Saved entries
++++++++++

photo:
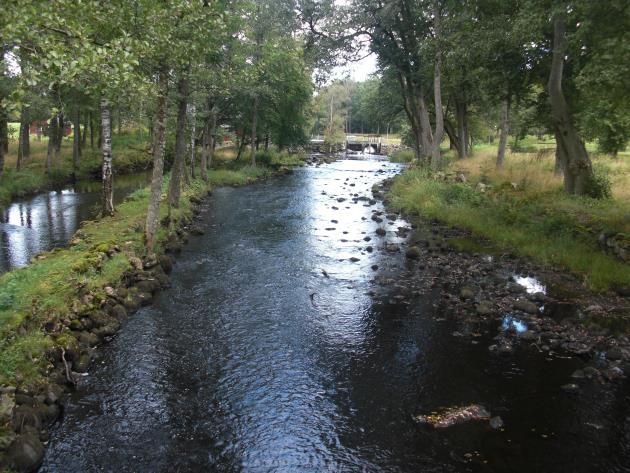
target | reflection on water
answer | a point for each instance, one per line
(48, 220)
(274, 351)
(513, 323)
(531, 284)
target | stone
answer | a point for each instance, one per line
(413, 252)
(454, 416)
(150, 261)
(570, 388)
(591, 372)
(525, 306)
(148, 285)
(496, 422)
(100, 318)
(26, 453)
(118, 312)
(53, 393)
(24, 417)
(6, 408)
(136, 263)
(529, 335)
(466, 293)
(485, 307)
(578, 374)
(391, 247)
(88, 339)
(166, 262)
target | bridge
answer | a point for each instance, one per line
(369, 144)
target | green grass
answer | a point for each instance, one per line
(130, 151)
(551, 227)
(402, 156)
(42, 293)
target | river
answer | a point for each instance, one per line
(275, 352)
(32, 225)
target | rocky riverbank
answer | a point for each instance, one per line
(30, 408)
(513, 302)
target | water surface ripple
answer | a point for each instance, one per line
(257, 361)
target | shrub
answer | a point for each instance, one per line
(402, 156)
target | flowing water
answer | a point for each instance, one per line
(274, 352)
(40, 223)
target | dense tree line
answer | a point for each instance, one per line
(181, 69)
(558, 65)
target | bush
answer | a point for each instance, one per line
(599, 187)
(402, 156)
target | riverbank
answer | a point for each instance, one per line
(131, 155)
(523, 209)
(506, 299)
(56, 310)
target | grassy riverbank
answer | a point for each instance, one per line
(36, 302)
(130, 150)
(522, 208)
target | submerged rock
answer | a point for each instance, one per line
(526, 306)
(454, 416)
(413, 252)
(26, 453)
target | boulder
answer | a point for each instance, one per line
(466, 293)
(413, 252)
(485, 307)
(26, 453)
(525, 306)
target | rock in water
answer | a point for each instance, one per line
(26, 453)
(455, 415)
(413, 252)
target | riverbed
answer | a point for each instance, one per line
(286, 344)
(32, 225)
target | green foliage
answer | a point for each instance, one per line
(549, 227)
(599, 186)
(402, 156)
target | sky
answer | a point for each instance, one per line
(358, 71)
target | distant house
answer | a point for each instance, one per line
(40, 128)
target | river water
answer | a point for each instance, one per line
(31, 225)
(274, 352)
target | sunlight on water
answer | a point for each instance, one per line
(512, 323)
(532, 285)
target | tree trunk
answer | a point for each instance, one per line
(213, 134)
(192, 140)
(252, 155)
(24, 147)
(52, 134)
(153, 212)
(91, 120)
(76, 142)
(205, 142)
(460, 110)
(108, 181)
(3, 120)
(504, 130)
(575, 162)
(61, 125)
(436, 156)
(84, 132)
(177, 172)
(241, 147)
(4, 131)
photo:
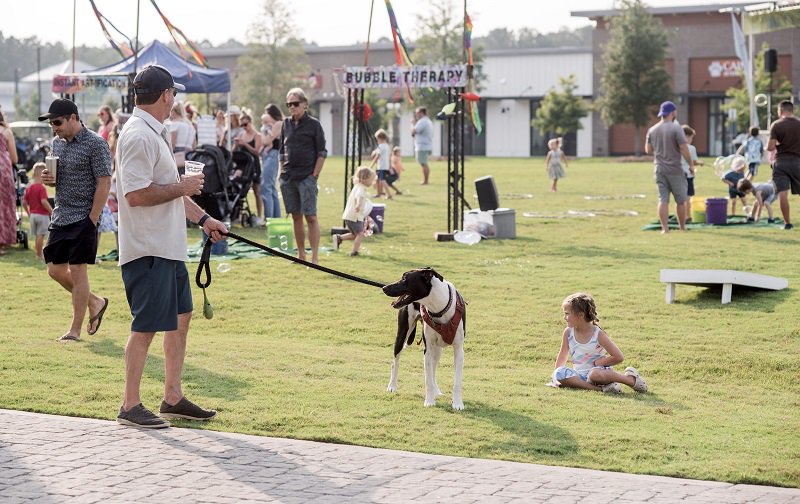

++++++++++

### Instructions to follow
Could you output, as a numbered list with blank lines omitted, the part of the records that runs from the line containing "target | green foliage" through the end of the records, with both ends included? Please leave the pictures out.

### Written response
1. target | green foliage
2. answer | a point for each instance, one per line
3. (549, 227)
4. (599, 186)
5. (402, 156)
6. target | sky
7. answer | a point for each instance, one per line
8. (358, 71)
9. target | distant house
10. answer | a point for each instance, one per line
11. (40, 128)
12. target | river water
13. answer | a point for each instance, one per line
14. (31, 225)
15. (274, 352)
16. target | sunlight on water
17. answer | a point for each instance, one per line
18. (512, 323)
19. (532, 285)
20. target | tree trunk
21. answer | a point for each instance, one per line
22. (213, 134)
23. (192, 140)
24. (252, 155)
25. (24, 147)
26. (52, 134)
27. (153, 212)
28. (91, 120)
29. (76, 142)
30. (205, 142)
31. (460, 110)
32. (108, 181)
33. (3, 120)
34. (504, 130)
35. (575, 162)
36. (61, 125)
37. (436, 156)
38. (84, 132)
39. (177, 172)
40. (241, 147)
41. (4, 131)
42. photo:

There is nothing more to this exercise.